Work request:
Apart from the pictures, every record here must be copied word for word.

%%

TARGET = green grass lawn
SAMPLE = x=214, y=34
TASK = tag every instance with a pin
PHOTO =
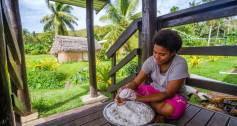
x=51, y=101
x=212, y=69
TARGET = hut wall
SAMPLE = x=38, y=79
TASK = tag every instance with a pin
x=69, y=56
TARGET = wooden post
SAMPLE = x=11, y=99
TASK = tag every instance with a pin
x=16, y=23
x=91, y=47
x=7, y=117
x=113, y=77
x=149, y=10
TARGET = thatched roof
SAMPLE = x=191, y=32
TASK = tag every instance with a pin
x=70, y=43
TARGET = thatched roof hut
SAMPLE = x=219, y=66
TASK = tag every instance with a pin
x=69, y=48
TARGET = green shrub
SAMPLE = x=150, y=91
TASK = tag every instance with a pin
x=195, y=61
x=44, y=79
x=81, y=76
x=131, y=67
x=49, y=65
x=103, y=78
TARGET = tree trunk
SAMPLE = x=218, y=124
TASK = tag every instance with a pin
x=209, y=36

%%

Output for this exercise:
TARGET = green grass lawn
SAMPLE = x=214, y=34
TASK = tag every instance with a pin
PHOTO =
x=51, y=101
x=212, y=69
TARGET = hut wall
SAMPLE = x=38, y=79
TASK = tag every instance with a pin
x=69, y=56
TARGET = wooden post
SAMPLE = x=11, y=99
TASK = tag every instance with a pin
x=16, y=23
x=91, y=47
x=7, y=117
x=113, y=77
x=149, y=10
TARGET = thatched roof
SAMPLE = x=191, y=32
TASK = tag every instance with a pin
x=70, y=43
TARGET = thatched roof hut
SAMPLE = x=219, y=66
TASK = tag every instance with a pin
x=69, y=48
TARGET = green shrub
SAMPLE = x=150, y=91
TASK = tag every instance with a pin
x=195, y=61
x=44, y=79
x=81, y=76
x=131, y=67
x=49, y=65
x=103, y=78
TARGET = tree trunk
SAMPLE = x=218, y=124
TASK = tag every instance with a pin
x=209, y=36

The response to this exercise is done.